Saved entries:
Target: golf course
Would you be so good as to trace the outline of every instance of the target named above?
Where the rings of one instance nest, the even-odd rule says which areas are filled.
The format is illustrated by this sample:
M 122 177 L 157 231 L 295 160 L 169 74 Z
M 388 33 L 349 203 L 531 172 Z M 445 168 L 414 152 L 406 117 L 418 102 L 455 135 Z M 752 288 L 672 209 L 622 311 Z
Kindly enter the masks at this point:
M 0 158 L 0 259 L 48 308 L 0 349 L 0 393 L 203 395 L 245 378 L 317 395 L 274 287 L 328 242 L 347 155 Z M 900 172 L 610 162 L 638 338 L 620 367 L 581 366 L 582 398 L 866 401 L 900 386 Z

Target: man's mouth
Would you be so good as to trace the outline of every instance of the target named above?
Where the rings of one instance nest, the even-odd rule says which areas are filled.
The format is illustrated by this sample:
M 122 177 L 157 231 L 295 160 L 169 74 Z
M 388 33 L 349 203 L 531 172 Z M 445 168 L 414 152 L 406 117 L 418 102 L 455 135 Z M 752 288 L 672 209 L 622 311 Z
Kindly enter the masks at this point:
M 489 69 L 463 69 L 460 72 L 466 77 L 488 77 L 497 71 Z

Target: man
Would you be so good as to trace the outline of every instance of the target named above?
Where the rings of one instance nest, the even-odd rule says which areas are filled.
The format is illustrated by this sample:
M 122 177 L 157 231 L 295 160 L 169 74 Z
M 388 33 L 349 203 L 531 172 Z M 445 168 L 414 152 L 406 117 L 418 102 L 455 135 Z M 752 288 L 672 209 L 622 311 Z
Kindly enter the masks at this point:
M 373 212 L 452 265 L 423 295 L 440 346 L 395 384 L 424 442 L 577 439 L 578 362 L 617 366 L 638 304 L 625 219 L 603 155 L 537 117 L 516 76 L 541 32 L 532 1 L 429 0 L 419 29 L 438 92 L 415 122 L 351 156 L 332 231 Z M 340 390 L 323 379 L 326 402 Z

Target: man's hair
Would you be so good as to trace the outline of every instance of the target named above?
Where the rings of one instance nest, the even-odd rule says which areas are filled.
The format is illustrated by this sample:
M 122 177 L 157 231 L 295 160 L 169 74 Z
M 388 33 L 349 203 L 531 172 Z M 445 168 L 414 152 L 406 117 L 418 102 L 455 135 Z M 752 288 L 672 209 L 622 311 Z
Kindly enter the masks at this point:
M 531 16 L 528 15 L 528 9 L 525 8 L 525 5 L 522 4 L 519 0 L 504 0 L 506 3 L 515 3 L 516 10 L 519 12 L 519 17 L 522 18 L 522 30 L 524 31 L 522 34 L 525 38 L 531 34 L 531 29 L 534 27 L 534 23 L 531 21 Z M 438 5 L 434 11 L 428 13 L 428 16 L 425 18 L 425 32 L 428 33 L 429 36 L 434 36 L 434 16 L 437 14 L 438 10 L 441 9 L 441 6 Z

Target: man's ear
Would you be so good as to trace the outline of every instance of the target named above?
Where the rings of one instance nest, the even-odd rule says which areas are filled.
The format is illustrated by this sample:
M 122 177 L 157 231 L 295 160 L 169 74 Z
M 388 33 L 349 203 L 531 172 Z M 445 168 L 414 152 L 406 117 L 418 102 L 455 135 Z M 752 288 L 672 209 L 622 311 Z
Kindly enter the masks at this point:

**Work to complete**
Line by line, output the data precisely as shown above.

**Output**
Target: golf course
Would you be so good as to trace the outline of every instance of the target named above?
Where the rings of one instance nest, the even-odd rule says which areas are filled.
The format is illustrated by this sample:
M 122 177 L 157 231 L 295 160 L 169 74 Z
M 388 33 L 349 203 L 531 172 Z M 445 168 L 414 152 L 406 117 L 418 102 L 455 135 Z M 752 288 L 672 209 L 622 311 Z
Kindly enter the masks at this point:
M 0 158 L 0 259 L 48 308 L 0 349 L 0 393 L 203 395 L 245 378 L 317 395 L 274 287 L 328 242 L 347 155 Z M 900 172 L 610 162 L 638 338 L 620 367 L 581 366 L 582 398 L 866 401 L 900 386 Z

Target: man's mouth
Would you be so good as to trace the outline of every instance of the target named above?
Where the rings of one instance nest, the even-odd rule says which areas are filled.
The format is illustrated by this sample:
M 122 177 L 157 231 L 295 160 L 169 74 Z
M 388 33 L 349 203 L 531 172 Z M 445 168 L 414 152 L 406 117 L 418 102 L 455 135 Z M 752 288 L 672 209 L 622 311 Z
Kindly enter the masks at this point:
M 489 69 L 463 69 L 460 72 L 466 77 L 488 77 L 497 71 Z

Target: man
Would you be so good as to trace the outline of every instance of the target named above?
Where the rings of one instance nest, the even-odd rule says which areas are filled.
The format is illustrated by this sample:
M 122 177 L 157 231 L 295 160 L 169 74 Z
M 388 33 L 349 203 L 531 172 Z M 445 168 L 414 152 L 406 117 L 418 102 L 455 135 Z M 752 288 L 672 209 L 622 311 Z
Kindly enter the masks at this point:
M 373 212 L 452 265 L 423 295 L 440 346 L 395 384 L 424 442 L 577 439 L 578 362 L 617 366 L 638 304 L 625 219 L 603 155 L 537 117 L 516 76 L 541 32 L 532 1 L 429 0 L 419 29 L 438 92 L 415 122 L 351 156 L 332 231 Z M 340 390 L 323 379 L 326 402 Z

Target: man's hair
Would you be so good as to trace the outline of every instance of the target named above?
Where the rings of one instance nest, the even-odd rule says which areas are filled.
The format is illustrated by this sample:
M 122 177 L 157 231 L 295 160 L 169 74 Z
M 388 33 L 349 203 L 531 172 Z M 445 168 L 414 152 L 406 117 L 418 102 L 455 135 Z M 752 288 L 672 209 L 622 311 Z
Kindly enter the masks at this point:
M 531 16 L 528 15 L 528 9 L 525 8 L 525 5 L 522 4 L 519 0 L 504 0 L 506 3 L 515 3 L 516 10 L 519 12 L 519 17 L 522 18 L 522 30 L 524 31 L 522 34 L 525 38 L 531 34 L 531 29 L 534 27 L 534 23 L 531 21 Z M 438 5 L 434 11 L 428 13 L 428 16 L 425 18 L 425 32 L 428 33 L 429 36 L 434 36 L 434 16 L 437 14 L 438 10 L 441 9 L 441 6 Z

Target: man's ear
Would you be so good as to trace the outline of every instance of the target named above?
Where the rings of one instance nest, the even-odd rule says which areas are filled.
The format is illustrated by this sample:
M 122 177 L 157 231 L 295 160 L 169 74 Z
M 388 33 L 349 203 L 531 172 Z M 445 168 L 414 152 L 406 117 L 418 102 L 455 135 Z M 752 288 L 672 209 L 622 311 Z
Kindly enter the masks at this point:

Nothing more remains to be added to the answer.